• **INSTRUCTIONS TO FOLLOW**
Find every line in the rows below that contains the string "lamp", and copy each of those lines. Matching is case-sensitive.

• **RECORDS SUPPLIED**
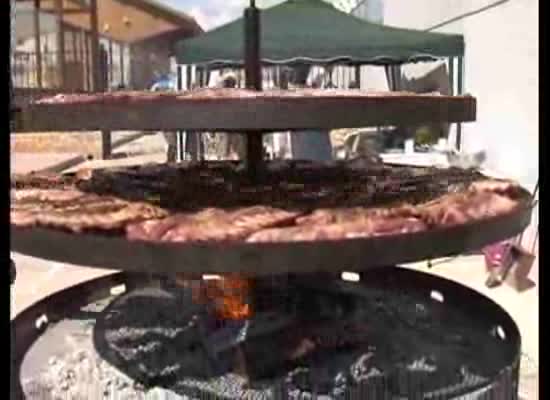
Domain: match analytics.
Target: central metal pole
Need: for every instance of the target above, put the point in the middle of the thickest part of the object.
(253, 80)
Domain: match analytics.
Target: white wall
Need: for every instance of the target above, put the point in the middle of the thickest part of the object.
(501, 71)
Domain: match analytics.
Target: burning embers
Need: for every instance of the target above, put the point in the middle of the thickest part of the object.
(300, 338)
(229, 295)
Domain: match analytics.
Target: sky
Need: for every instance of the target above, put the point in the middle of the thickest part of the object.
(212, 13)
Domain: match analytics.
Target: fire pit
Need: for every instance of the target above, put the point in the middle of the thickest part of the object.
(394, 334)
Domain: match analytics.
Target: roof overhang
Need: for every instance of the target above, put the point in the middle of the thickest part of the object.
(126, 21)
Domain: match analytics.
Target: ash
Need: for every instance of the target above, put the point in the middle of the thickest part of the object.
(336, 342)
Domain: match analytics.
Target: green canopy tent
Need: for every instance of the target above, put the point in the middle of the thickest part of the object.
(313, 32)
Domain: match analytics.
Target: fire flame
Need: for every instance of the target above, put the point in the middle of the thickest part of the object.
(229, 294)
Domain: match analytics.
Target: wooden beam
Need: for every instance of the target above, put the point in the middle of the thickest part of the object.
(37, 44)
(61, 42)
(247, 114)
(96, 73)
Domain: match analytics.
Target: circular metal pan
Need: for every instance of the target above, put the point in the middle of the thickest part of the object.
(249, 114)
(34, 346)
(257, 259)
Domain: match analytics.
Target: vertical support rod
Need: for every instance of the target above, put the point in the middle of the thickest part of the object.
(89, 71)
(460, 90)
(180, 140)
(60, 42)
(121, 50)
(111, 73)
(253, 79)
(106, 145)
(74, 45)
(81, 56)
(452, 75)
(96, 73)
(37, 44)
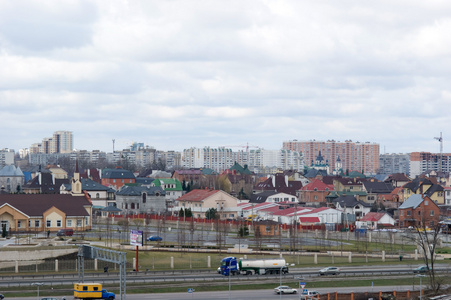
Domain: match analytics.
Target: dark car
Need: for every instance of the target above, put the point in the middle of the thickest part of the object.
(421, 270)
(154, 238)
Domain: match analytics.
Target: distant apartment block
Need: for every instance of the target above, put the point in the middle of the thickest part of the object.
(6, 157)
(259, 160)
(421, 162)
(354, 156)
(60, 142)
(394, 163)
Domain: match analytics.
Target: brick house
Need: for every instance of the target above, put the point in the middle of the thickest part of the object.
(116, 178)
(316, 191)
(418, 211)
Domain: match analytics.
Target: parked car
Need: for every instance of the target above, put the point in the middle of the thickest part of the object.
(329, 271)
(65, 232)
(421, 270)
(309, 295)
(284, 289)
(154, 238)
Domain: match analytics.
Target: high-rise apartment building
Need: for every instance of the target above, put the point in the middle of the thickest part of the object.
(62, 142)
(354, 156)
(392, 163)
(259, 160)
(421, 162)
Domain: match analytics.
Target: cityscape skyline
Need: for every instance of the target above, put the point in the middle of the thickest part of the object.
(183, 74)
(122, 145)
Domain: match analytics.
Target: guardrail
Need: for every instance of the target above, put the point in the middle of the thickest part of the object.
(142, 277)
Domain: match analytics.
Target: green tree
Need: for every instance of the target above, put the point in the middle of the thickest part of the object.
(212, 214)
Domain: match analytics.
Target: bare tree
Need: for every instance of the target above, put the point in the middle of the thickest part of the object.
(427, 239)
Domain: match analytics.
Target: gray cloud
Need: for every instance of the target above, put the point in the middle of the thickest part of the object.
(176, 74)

...

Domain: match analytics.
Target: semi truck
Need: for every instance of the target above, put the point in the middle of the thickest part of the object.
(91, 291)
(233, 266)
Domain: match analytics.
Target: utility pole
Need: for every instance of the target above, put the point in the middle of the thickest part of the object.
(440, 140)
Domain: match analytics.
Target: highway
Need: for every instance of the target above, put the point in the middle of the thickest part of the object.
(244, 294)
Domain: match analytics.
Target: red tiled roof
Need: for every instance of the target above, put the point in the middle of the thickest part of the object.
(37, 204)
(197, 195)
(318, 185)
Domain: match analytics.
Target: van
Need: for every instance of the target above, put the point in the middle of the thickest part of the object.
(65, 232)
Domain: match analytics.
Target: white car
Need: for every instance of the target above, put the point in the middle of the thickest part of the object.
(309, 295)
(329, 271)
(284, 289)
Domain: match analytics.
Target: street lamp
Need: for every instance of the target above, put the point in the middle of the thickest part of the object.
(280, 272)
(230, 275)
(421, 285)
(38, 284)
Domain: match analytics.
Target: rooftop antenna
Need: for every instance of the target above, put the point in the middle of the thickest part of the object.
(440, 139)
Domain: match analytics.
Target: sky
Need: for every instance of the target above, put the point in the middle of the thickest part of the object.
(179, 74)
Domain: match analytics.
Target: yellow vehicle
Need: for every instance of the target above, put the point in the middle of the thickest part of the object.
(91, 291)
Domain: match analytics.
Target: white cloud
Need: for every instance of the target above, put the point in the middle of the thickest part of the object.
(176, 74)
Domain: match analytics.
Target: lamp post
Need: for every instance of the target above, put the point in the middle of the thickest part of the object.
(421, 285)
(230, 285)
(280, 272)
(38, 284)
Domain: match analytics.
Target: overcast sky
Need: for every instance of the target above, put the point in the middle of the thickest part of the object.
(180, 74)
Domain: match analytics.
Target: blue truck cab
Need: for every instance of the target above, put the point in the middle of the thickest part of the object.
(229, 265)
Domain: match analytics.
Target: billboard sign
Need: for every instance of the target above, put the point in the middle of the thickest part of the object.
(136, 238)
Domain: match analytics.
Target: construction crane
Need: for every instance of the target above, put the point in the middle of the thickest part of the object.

• **PROBLEM SOLUTION**
Target: street lamp
Target: lamp post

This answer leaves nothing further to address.